Records supplied
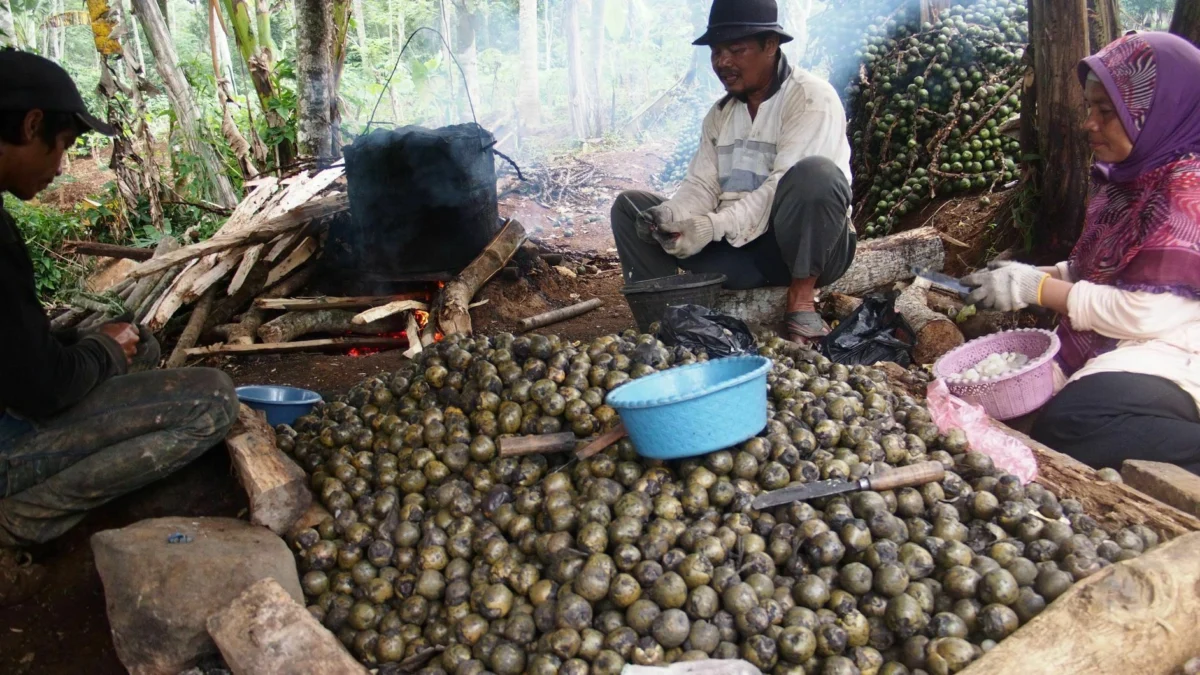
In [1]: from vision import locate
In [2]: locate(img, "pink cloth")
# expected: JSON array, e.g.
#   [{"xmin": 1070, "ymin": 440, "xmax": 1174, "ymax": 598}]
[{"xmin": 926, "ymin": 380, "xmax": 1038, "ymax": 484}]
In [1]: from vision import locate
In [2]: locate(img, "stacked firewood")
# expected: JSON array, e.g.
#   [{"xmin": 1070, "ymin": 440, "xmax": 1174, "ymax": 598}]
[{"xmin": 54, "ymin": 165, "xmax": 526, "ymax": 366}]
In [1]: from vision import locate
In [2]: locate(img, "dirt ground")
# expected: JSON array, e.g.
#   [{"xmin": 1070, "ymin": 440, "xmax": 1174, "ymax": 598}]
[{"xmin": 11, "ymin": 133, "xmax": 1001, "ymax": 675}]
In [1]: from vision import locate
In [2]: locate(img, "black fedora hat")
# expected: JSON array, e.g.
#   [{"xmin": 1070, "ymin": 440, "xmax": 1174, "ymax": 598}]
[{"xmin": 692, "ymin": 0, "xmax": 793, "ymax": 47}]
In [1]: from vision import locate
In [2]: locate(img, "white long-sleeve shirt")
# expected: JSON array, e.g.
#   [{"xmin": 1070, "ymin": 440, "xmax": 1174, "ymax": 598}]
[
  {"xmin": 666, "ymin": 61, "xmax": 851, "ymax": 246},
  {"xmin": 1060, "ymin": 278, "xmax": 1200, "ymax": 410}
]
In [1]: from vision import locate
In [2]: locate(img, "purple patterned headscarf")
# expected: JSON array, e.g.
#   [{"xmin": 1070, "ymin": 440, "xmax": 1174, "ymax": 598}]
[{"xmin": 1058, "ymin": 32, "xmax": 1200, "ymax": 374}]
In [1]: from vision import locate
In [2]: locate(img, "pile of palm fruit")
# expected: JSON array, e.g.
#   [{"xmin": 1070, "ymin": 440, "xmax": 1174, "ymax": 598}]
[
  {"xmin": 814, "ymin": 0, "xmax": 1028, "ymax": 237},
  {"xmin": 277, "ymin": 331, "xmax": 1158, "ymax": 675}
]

Task goal
Copy every record above without any change, leaving out the picture.

Answer to this task
In [1]: from vision import locate
In [2]: locate(img, "pink cloth")
# expected: JSON array, e.g.
#   [{"xmin": 1070, "ymin": 440, "xmax": 1174, "ymax": 598}]
[{"xmin": 926, "ymin": 380, "xmax": 1038, "ymax": 484}]
In [1]: from vision import locate
In [2]: locate(img, "stacked firewood")
# expected: JSON array, e.g.
#   [{"xmin": 1070, "ymin": 440, "xmax": 1174, "ymax": 598}]
[{"xmin": 54, "ymin": 165, "xmax": 526, "ymax": 366}]
In [1]: from vision import locate
In [2]: locate(img, "dirt ground")
# expected: JSON array, e.g.
#   [{"xmin": 1070, "ymin": 440, "xmax": 1174, "ymax": 598}]
[{"xmin": 11, "ymin": 133, "xmax": 1001, "ymax": 675}]
In [1]: from vision import locate
In [2]: locate(img, "black fedora hat")
# expected: JSON array, e.g.
#   [{"xmin": 1070, "ymin": 440, "xmax": 1174, "ymax": 598}]
[{"xmin": 692, "ymin": 0, "xmax": 793, "ymax": 47}]
In [1]: from vision import locate
In [2]: locate(img, "white long-sleeve shirt")
# expected: JSON array, e.g.
#   [{"xmin": 1070, "ymin": 440, "xmax": 1174, "ymax": 598}]
[
  {"xmin": 666, "ymin": 61, "xmax": 851, "ymax": 246},
  {"xmin": 1060, "ymin": 278, "xmax": 1200, "ymax": 410}
]
In [1]: from vision import locate
In [2]: locate(img, "purple patterned headscarf")
# expected: JSON array, e.g.
#   [{"xmin": 1070, "ymin": 440, "xmax": 1174, "ymax": 598}]
[{"xmin": 1058, "ymin": 32, "xmax": 1200, "ymax": 374}]
In [1]: from vision import locate
In [2]: locate(img, "pile of palm fruit")
# expected: JSON array, e.g.
#   [{"xmin": 1070, "ymin": 440, "xmax": 1174, "ymax": 598}]
[
  {"xmin": 814, "ymin": 0, "xmax": 1028, "ymax": 237},
  {"xmin": 277, "ymin": 331, "xmax": 1158, "ymax": 675}
]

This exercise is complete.